▶ [What is expected]:
Show every line of the data that includes the word "below".

▶ [Material shown]:
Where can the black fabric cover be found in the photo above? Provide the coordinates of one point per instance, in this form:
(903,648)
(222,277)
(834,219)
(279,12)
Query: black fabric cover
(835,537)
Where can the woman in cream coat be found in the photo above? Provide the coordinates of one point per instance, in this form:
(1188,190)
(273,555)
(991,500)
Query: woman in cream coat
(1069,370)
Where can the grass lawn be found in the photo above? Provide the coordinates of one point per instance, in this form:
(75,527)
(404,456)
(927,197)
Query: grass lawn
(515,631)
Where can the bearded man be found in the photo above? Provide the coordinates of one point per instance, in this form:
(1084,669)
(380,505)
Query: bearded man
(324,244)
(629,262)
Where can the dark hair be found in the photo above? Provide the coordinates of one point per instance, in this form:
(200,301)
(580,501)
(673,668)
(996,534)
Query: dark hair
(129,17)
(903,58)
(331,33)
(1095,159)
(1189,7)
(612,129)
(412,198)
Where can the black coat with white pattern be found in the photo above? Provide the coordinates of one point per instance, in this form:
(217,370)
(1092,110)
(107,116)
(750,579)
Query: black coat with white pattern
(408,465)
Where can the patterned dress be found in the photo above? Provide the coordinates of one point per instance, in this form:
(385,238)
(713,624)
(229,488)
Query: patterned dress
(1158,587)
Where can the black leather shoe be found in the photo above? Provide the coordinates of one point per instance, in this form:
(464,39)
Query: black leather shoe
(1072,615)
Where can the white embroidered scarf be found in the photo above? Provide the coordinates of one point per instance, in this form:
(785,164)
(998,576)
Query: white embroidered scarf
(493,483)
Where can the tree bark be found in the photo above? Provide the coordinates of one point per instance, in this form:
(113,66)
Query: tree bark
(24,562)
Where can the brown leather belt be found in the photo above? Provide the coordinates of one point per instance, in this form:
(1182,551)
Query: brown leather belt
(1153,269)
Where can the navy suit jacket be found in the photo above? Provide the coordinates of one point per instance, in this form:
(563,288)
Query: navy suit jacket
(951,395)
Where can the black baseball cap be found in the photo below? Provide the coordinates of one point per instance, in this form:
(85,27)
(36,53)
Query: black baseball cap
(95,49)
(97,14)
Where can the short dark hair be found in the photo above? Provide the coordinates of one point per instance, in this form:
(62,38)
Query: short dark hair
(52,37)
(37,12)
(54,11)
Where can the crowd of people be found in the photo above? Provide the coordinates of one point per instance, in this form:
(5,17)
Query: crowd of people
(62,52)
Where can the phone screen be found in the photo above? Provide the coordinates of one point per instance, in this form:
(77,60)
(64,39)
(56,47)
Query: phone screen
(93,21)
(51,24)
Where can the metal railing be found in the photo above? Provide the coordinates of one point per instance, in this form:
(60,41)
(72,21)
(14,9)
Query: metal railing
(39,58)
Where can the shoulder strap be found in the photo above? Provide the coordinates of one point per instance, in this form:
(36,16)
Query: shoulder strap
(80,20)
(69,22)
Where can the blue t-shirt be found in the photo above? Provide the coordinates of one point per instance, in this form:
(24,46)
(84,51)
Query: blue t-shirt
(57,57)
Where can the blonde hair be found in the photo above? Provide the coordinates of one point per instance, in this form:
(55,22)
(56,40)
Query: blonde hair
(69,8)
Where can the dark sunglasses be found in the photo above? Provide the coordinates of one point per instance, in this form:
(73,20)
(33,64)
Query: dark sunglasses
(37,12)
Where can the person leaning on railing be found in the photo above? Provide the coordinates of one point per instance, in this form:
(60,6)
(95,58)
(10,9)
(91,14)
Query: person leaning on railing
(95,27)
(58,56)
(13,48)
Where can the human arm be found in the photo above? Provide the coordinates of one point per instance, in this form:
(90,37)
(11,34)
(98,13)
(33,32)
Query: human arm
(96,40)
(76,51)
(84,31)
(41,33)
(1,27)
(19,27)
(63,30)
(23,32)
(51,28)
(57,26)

==

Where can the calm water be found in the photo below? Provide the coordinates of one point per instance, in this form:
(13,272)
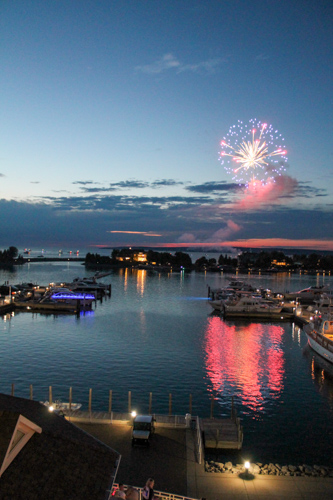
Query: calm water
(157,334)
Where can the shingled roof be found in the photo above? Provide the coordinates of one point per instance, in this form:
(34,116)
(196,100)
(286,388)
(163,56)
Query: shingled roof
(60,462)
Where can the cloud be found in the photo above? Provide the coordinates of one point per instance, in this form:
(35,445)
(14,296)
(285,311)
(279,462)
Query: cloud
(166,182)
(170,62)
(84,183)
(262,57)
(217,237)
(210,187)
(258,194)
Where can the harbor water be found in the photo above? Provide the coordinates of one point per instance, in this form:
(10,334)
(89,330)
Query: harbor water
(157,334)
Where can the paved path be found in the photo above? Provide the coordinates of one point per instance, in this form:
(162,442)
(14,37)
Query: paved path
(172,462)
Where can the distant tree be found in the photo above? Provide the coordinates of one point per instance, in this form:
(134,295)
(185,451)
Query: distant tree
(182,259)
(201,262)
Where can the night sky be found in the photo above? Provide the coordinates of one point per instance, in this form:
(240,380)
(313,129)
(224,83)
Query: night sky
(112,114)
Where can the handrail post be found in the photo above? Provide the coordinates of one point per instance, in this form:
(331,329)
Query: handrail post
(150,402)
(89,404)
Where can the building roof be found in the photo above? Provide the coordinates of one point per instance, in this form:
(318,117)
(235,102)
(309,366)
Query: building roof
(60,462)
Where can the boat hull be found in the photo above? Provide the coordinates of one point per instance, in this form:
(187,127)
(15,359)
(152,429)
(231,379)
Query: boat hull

▶ [Task answer]:
Where can the black baseball cap be found in the photo below? Provide the coordinates of one point per instance, in this form:
Where can the calm water be found in the photo below? Provide the coordinates of one point per instance, in this form:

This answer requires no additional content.